***Update*** - I just did the fix today on a second Ocean. This time I did not remove the bracket. If you have a long enough extension for the 10mm socket on the ratchet, you can easily reach one of the nuts on the terminal. Go through the bracket opening on top. The second one required me to use the compact ratchet I used in the video. So it can be done without removing the bracket. That should make things a lot easier!
We found out a part 2 to the fix from engineers at Fisker. The small insulated wire coming from the sensor needs to be pushed or zip tied to the bracket so it’s not touching anything. It’s more important than it seems as European cars have voltage in the negative line that US and Japanese cars don’t. So if the sensor line is too close, it can cause false readings for the sensor.
I ll be honest. Have had 5 different evs from 4 different manufacturers. The issue i have had most or single most problem from all 5 have been with the 12v batteries. This looks like a complete pain in the mother in law and of poor design - why Fisker/M.Steyr ?
Btw , just got done applying PPF myself. Kinda impressed that I did it myself . Next project would to be to tap into the reverse light car to add extra lights when reversing. The reverse camera is quite atrocious at night.
Hi, I am very glad that I found your channel, thank you for all your efforts! Did you notice less or no more warnings on the dashboard after this fix? Or this has nothing to do with random warnings on the dash? Tnx in advance
Six months ago when I did this video it was version 1.10 and the fix reduced some of the telltale icons on the driver screen. The real improvement for me was 1.11 and 2.0 updates. If you watch some of my follow up videos on the 12 V battery, keeping the voltage above 12.0 is important for the subsystems to work correctly.
Great video. It kinda makes sense that it’d be a mix of hardware configuration and software problems leading to the 12v battery problem. If it was just software they probably would have fixed it by now. Hope this does the trick! Maybe a follow-up video where you go battery tender free for a couple weeks?
Well, I only had the battery tender on twice. And that was before I got the monitor installed (coming soon, backlog of editing). I think my low 12V battery warnings were coming right before the HV pack started charging it. Which happens every 2 hours or so. The big problem is that the car waits too long (11.9 V) to charge it back up. Yes, I will be monitoring the change.
Why did they have to make it so complex to reach the 12v. Most other cars, you can reach it in seconds. Does not bode well for maintenance costs. Thanks for sharing this.

- **Recorded data**
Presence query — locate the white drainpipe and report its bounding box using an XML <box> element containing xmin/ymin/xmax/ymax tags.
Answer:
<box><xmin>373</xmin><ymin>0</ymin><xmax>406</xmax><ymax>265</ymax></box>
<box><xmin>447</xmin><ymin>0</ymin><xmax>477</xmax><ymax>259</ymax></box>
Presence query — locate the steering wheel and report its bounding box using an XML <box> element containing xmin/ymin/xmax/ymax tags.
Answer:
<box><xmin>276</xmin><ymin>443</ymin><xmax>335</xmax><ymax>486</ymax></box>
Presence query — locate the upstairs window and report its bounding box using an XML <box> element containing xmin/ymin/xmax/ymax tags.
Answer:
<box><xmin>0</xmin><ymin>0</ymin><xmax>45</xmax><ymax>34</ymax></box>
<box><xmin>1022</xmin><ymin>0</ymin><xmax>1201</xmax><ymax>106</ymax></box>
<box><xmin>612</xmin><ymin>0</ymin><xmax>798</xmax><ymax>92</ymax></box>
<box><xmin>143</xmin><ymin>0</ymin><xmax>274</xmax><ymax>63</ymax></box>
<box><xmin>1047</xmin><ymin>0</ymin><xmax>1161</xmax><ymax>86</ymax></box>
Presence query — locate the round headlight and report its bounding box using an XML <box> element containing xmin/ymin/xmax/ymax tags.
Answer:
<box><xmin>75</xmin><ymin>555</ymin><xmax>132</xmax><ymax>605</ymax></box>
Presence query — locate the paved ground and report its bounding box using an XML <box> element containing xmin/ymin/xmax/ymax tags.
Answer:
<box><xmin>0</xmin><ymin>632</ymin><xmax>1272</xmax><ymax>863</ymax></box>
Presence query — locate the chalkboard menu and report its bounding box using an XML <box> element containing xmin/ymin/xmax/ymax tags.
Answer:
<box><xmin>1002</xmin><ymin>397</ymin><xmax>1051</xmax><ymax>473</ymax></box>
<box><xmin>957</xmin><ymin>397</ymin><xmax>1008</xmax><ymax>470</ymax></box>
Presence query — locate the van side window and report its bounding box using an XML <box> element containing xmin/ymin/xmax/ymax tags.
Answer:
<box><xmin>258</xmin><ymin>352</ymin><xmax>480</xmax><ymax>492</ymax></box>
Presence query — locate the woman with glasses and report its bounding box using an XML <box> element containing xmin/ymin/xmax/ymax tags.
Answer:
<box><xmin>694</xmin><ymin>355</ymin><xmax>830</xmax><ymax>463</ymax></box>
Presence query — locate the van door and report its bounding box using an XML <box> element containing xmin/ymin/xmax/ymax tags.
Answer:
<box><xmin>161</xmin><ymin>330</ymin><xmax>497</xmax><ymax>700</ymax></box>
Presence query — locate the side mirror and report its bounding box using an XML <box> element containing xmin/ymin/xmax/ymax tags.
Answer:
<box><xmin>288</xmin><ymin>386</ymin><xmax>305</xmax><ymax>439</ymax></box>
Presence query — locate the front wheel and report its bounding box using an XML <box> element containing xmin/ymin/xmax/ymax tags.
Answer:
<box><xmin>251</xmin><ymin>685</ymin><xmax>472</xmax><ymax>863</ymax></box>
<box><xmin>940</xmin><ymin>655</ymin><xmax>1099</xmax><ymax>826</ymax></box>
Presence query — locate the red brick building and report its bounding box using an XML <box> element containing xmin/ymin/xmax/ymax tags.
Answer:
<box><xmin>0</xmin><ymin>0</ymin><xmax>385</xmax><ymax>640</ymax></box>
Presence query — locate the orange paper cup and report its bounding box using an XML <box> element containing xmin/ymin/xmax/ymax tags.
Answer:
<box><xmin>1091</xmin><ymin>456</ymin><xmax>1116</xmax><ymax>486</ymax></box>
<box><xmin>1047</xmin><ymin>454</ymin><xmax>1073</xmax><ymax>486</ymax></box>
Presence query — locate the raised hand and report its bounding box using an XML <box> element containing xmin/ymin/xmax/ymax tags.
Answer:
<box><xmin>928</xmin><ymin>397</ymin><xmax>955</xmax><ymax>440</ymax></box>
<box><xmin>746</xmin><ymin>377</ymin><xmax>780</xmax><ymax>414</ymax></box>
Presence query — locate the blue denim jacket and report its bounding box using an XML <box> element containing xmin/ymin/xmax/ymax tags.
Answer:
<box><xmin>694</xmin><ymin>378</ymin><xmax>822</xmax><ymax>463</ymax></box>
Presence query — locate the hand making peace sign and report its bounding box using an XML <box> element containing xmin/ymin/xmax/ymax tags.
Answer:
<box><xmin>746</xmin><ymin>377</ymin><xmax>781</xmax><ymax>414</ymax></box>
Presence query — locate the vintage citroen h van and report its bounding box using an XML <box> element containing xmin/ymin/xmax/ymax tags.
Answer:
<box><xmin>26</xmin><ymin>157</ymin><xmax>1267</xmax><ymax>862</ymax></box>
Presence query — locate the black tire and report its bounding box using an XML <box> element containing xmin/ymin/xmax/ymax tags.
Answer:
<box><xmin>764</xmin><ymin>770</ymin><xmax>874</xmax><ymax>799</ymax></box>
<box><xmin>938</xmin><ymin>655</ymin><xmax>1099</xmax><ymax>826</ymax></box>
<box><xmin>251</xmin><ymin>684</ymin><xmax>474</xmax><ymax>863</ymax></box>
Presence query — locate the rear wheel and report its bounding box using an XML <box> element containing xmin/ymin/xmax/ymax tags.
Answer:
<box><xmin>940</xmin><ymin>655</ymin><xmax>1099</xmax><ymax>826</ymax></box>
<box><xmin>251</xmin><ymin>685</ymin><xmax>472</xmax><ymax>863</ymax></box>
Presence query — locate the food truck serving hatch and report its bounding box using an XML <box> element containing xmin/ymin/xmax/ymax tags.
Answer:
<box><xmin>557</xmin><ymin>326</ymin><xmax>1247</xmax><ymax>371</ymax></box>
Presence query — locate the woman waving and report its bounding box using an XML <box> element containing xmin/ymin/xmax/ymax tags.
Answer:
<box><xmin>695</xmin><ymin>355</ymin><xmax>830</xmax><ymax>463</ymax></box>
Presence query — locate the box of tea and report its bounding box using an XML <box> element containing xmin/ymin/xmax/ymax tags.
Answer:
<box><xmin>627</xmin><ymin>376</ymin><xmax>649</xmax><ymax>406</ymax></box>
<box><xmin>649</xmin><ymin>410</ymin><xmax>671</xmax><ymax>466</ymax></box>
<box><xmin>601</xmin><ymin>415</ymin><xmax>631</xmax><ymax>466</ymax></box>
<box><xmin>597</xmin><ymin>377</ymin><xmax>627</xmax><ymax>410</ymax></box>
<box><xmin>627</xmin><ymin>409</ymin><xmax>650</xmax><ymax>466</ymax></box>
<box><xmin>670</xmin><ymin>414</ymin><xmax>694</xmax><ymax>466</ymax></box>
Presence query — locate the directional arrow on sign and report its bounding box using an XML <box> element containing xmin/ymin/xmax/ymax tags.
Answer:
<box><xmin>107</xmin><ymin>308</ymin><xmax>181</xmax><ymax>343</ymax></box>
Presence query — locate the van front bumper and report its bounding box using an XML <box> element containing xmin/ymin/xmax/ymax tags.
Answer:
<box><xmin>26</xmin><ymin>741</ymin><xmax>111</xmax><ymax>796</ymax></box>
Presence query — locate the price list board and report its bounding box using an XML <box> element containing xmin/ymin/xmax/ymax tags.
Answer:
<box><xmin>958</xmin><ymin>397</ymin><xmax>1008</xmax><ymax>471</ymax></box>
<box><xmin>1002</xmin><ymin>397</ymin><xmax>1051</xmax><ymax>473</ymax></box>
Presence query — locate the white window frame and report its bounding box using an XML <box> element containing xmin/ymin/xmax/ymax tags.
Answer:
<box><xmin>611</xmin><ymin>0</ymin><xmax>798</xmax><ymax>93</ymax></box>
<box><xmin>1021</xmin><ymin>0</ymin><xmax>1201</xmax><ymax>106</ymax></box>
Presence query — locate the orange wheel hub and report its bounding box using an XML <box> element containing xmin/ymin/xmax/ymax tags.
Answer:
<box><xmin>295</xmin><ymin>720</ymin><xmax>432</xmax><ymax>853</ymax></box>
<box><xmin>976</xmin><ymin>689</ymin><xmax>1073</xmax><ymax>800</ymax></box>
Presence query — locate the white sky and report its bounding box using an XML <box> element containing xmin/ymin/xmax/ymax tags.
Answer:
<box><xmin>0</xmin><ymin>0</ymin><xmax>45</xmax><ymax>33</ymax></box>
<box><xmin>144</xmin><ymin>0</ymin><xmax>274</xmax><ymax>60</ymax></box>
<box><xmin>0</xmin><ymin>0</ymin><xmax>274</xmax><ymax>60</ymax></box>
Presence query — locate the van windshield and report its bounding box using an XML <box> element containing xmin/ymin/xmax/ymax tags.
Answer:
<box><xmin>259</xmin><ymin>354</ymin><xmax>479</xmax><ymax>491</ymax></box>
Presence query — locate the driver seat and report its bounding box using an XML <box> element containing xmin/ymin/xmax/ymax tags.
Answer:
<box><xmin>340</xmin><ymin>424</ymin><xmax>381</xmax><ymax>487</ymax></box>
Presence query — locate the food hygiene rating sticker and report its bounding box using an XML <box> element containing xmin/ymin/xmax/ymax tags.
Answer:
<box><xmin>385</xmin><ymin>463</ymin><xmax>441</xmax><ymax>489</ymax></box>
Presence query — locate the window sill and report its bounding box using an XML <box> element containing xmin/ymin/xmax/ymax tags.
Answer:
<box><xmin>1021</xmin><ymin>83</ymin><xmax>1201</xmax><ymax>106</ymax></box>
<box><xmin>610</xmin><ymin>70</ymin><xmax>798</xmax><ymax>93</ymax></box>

- **Task set**
**1)** Please reproduce the Fisker Ocean battery comments above, between "Hi, I am very" and "to work correctly.", inclusive.
**2)** Answer these questions from the Fisker Ocean battery comments above:
(a) What size socket is needed to reach one of the nuts on the terminal?
(b) At what voltage does the car wait to charge the 12V battery back up?
(c) How many EVs from how many manufacturers has one commenter owned?

- **Outputs**
**1)**
Hi, I am very glad that I found your channel, thank you for all your efforts! Did you notice less or no more warnings on the dashboard after this fix? Or this has nothing to do with random warnings on the dash? Tnx in advance
Six months ago when I did this video it was version 1.10 and the fix reduced some of the telltale icons on the driver screen. The real improvement for me was 1.11 and 2.0 updates. If you watch some of my follow up videos on the 12 V battery, keeping the voltage above 12.0 is important for the subsystems to work correctly.

**2)**
(a) A 10mm socket.
(b) 11.9 V.
(c) Five EVs from four manufacturers.